## Tasks to complete
1. List every question put to Paul in the company spotlight, quoting each one word for word.
2. Answer these from the company spotlight, one line each:
(a) In which city is clarkmcdowall based?
(b) Who was the company's first client?
(c) What one word does Paul use for the biggest challenge to the company's growth?
3. Write the next part of the company spotlight, picking up after its final sentence.

## Quoted passage
....................

Described by namesakes and founders Catherine Clark and Paul McDowall as “a progressive team of brand architects with a passion for making brands future-ready,” clarkmcdowall has spent the last 20 years cultivating their ethos of intelligence and imagination.
We caught up with Paul this week for our first company spotlight of 2023!
How was your company born and where are you based?
clarkmcdowall is a New York City based company with a hybrid model, so we have team members spread across the country. This allows for diversity of thought, as well as a wider pool of talent.
We were born through a shared vision of breaking down silos between strategic and creative - we actually don’t know of another agency with a 50/50 partnership between strategic and creative founders. We call this foundational idea ‘Intelligence and Imagination’.
What was the biggest challenge to the growth of your company?
In a word, pigeonholing. Certain clients tend to put people into certain boxes - design agency, strategy consultants or innovation specialists. We are ‘brand architects’ who leverage the strategic and creative. Over the years some people have a hard time understanding the huge added value that can really bring.
However, once they get it, we can open many doors in an organization. There are also ebbs and flows in the types and number of projects that come through, so managing the incoming work and how much outreach to do is always top of mind.
Which was the first huge success that you can remember?
Our first client was Unilever, and we were their AOR for innovation. As some clients left Unilever, they brought us to new companies. That led to our very first project with Mars on M&Ms innovation which in turn led to many successful years of brand creation, innovation, and design work, working across pretty much all of the Mars portfolio and with the Mars family themselves.
What’s the biggest opportunity for you and your company in the next year?
We can help our clients navigate the potential financial downturn by being proactive thought partners and innovating more efficient ways of working so budgets go further while they continue to grow. Thinking entrepreneurially and acting with agility is the key.

....................

## Supplied material
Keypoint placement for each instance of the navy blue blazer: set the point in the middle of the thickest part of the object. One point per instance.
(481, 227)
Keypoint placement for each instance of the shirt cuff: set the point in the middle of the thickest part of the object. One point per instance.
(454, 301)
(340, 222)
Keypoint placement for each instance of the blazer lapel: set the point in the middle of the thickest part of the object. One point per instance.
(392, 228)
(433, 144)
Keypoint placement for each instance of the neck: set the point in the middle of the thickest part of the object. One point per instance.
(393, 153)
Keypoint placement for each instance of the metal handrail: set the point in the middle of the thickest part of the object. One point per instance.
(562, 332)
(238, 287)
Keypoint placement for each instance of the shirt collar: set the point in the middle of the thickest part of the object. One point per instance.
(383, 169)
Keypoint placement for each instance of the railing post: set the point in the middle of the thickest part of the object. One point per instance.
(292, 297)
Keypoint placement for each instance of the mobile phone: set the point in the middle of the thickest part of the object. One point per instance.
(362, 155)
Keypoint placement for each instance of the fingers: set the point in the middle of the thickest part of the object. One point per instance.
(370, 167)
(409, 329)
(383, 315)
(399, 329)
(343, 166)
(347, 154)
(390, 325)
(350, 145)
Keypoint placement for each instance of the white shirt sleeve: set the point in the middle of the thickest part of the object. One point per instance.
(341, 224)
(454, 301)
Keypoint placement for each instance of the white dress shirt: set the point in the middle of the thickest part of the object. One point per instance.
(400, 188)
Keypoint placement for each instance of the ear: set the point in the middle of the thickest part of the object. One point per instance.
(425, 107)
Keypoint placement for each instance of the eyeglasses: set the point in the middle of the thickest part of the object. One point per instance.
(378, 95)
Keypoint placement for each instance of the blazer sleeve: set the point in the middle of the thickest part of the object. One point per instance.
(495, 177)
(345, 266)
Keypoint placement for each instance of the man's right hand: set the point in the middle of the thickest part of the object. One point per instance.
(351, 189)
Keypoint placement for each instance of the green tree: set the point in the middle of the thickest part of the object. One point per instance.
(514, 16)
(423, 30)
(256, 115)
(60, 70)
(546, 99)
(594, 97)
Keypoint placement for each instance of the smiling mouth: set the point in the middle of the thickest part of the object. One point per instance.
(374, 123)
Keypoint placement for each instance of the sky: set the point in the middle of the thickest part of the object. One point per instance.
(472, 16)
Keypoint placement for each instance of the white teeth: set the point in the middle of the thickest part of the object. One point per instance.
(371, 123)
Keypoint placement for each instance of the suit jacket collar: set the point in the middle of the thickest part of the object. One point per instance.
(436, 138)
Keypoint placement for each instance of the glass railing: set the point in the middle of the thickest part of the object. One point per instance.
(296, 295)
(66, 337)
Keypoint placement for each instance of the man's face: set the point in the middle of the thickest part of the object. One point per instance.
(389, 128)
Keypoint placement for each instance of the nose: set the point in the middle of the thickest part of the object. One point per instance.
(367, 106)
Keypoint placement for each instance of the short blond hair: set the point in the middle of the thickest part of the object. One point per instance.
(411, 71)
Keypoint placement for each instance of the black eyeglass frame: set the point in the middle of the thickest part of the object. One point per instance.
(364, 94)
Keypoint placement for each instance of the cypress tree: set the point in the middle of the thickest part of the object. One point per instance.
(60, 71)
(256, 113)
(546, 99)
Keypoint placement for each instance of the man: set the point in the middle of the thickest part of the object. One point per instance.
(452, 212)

....................

## Solved problems
1.
How was your company born and where are you based?
What was the biggest challenge to the growth of your company?
Which was the first huge success that you can remember?
What's the biggest opportunity for you and your company in the next year?

2.
(a) New York City
(b) Unilever
(c) Pigeonholing

3.
Can you explain your team’s creative process? What makes it unique?
There is no one set process that solves all problems. We think like architects. Each challenge is unique as it depends on many factors. Our approach starts by asking questions. We come together as a cohesive team to think through the issues, challenge the brief so we truly understand the objectives and avoid jumping to executional answers.
From there, we use creative tools to help guide the conversation, making things tangible. We build towards an answer ensuring the strategic intent and brand character is consistent. Depending on the challenge at hand we align on a big creative idea, develop assets then deploy across the ecosystem - packaging, name, visual and verbal ID, branded content etc.
How does your team remain inspired and motivated?
It's a part of our culture to inspire each other - not just design but the world around us, the world of brands, things of cultural interest. The creative team themselves have weekly team meetings where they talk about what excites them, things they want to work on, work that they’ve seen.
We also hire talent engaged in their disciplines - they bring passion, commitment and fresh thinking - it’s where we get our energy from. Everybody at CM has a voice and is asked to lean in. Through that, we provoke conversation and share ideas.
How has COVID-19 affected your company?
Like most companies, the pandemic forced us to embrace technology quickly. We adapted to remote working and began immediately innovating on the way we work which has made us more efficient.
Our hybrid/ remote model also means we are no longer geographically tied to our New York base so we’re able to hire talent from a larger pool or allow team members to move around the country.
Which agencies do you gain inspiration from? Do you have any heroes in the industry?
We gain inspiration from agencies that uphold standards for the industry and do not devalue the industry by offering free work, undercutting prices just to outbid. This just commoditizes what we do as specialists. Our expertise is of high value to clients.
What is one tip that you would give to other agencies looking to grow?
Don’t try to do too much too quickly. That’s how you will overextend yourself. Focus on what you’re really good at and build from there. Make sure you establish a strong culture that is championed at the top and brings value to your team. Reputation is your most important asset internally and externally.
How do you go about finding new clients/business? (Pitching, work with retainers, etc.)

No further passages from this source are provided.